__Required action__: All of the data below should be repeated exactly. Pictures should not be included.

__Dataset entries__:
★ ★ ★ ★

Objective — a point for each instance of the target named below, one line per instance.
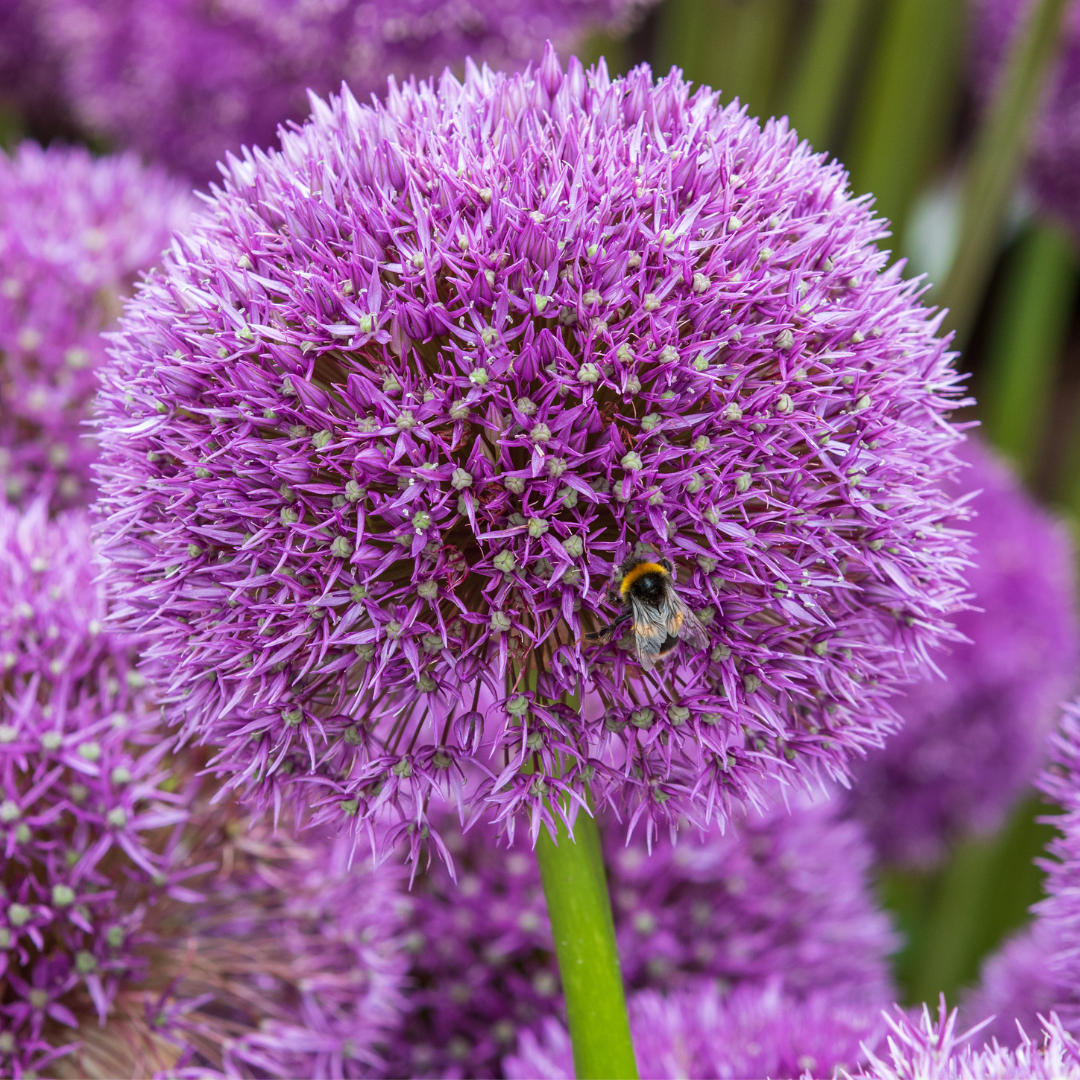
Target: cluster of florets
(973, 739)
(1040, 969)
(781, 893)
(75, 230)
(184, 81)
(383, 427)
(919, 1048)
(701, 1031)
(85, 813)
(291, 963)
(29, 69)
(1054, 153)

★ ★ ★ ★

__Worked solution__:
Objective — a point for each instance of the target named below, one line per instance.
Target: cluster of florets
(973, 739)
(1040, 969)
(781, 893)
(75, 230)
(184, 81)
(383, 427)
(919, 1048)
(701, 1031)
(85, 813)
(291, 963)
(29, 69)
(1054, 153)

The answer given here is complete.